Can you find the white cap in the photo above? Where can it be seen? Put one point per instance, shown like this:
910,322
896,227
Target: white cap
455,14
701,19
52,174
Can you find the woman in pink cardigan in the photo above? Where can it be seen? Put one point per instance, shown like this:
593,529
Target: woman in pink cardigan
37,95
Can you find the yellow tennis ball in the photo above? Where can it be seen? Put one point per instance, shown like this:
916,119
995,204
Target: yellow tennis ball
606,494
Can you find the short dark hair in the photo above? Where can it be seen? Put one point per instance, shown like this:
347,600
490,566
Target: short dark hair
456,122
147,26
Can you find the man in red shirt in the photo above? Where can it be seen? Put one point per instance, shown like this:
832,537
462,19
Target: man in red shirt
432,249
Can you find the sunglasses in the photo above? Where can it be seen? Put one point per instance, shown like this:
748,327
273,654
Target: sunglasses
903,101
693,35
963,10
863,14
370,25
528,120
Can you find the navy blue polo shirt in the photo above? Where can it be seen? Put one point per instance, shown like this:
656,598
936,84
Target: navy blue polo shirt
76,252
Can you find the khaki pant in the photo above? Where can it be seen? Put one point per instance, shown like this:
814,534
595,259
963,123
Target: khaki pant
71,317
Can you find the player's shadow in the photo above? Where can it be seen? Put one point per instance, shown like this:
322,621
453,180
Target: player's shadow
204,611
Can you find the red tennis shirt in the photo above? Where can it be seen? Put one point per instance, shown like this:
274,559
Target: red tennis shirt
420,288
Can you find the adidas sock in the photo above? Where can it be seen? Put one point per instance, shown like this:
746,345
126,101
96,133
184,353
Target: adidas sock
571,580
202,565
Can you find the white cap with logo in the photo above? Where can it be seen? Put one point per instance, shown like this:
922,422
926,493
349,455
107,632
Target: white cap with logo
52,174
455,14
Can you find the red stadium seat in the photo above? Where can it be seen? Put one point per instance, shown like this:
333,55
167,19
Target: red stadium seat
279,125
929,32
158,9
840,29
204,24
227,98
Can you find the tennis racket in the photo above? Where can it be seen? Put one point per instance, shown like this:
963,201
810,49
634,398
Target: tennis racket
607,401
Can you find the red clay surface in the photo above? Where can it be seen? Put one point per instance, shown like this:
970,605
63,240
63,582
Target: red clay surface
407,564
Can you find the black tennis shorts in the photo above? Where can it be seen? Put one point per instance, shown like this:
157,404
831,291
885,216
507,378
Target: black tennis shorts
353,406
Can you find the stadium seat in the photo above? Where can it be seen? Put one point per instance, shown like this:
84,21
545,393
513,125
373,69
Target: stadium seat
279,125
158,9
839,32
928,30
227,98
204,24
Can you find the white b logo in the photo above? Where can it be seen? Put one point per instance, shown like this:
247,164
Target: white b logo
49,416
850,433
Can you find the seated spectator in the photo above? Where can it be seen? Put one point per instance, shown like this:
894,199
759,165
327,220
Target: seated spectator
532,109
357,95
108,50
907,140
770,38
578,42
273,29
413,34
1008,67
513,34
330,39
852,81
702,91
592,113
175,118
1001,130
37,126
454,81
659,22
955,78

——————

(Written request): Copy every one of the records above word for word, keeping each line as it stands.

(Full solution):
Can you find the white cap in the photo above? Where can it be seen? Put one point per instance, shown like this:
910,322
896,227
Target: white cap
455,14
701,19
52,174
Can you find the woman in pink cardigan in the photo above? Where can it be seen? Put one point per instance, shown like this:
593,529
Target: woman in pink cardigan
37,95
Can you find the yellow tennis ball in the photo above? Where can it be seen? Put one point per instance, shown like this:
916,119
995,204
Target: yellow tennis ball
606,494
Can you find the short dark hair in the photo above? Where can it be seen? Put one point per instance, shown like this:
347,600
490,566
Target: short dark hair
456,122
147,26
Can you find the man in red shirt in the photo above? Where can it be seen? Put one point per instance, shown like this:
832,537
462,19
Target: man in red shirt
432,249
Can you find the sunglasses in the photo above? Where can it be seen? Put one point per instance, shown like this:
748,327
273,654
Target: sunglasses
903,101
693,35
963,10
863,14
370,25
528,120
Can you find the navy blue polo shirt in the photo above? Where can it be seen? Put one point per instance, shown like this:
656,598
936,84
Target: navy blue polo shirt
76,252
Can you find the khaki pant in the photo above? Where can it be seen? Put one point per instance, shown like this:
814,534
595,259
963,123
Target: khaki pant
71,317
Can you find the player's shadow in the photo above? Where can it be seen? Put one point per instance, shown like this:
322,621
453,180
Target: player's shadow
204,611
Can you find the red tennis shirt in the photo above? Where can it be seen? Put one point per instance, shown like this:
274,559
Target: red tennis shirt
420,288
Can you find the adidas sock in the photo above? Where can it be seen? Put one point per instance, shown like this:
746,345
126,101
96,133
184,353
Target: adidas sock
571,580
202,565
Can you find the white cap with logo in the photo above? Where can it be seen? Put one point per instance, shown like this:
922,422
926,493
349,455
107,632
Target: white cap with logo
52,174
455,14
Can you find the red stadium seat in the photo above? Where can it be seen? Put one point per instance, shown like this:
333,55
167,19
Target: red stadium seat
279,125
929,32
158,9
840,29
204,24
227,98
Can you find the tennis racket in the photo above? Where can it be seen? Put one point per instance, shown like this:
963,201
810,49
634,398
Target: tennis racket
607,401
Can you find the red clay surface in the photo above? Where can it be seen? Put one point per instance, shown like this:
970,605
63,240
63,582
Target: red clay surface
407,564
Can you find the black tennis shorts in the photo above? Where can it be seen? Put one point per instance, shown like this:
157,404
831,291
885,216
507,378
Target: black tennis shorts
353,406
Can you find the stadium seat in the photo above? Where can it be seen? Put one point per instance, shown like this:
84,21
545,393
513,125
373,69
Target: stadium seat
279,125
158,9
839,32
928,30
227,98
204,24
Can you find the white b logo in the photo above? Where can it be seen? Put one point per instance, shown like this:
247,164
Target: white b logo
49,416
850,433
Can you find the seated spectator in the photo above? Where can it be seen? Put one point per instance, shown like this:
894,199
759,165
327,220
Target: seated spectator
532,109
357,95
108,50
907,140
770,38
578,42
273,29
413,34
1008,67
513,34
330,39
852,81
702,91
592,113
175,118
1001,130
37,126
454,81
659,22
955,78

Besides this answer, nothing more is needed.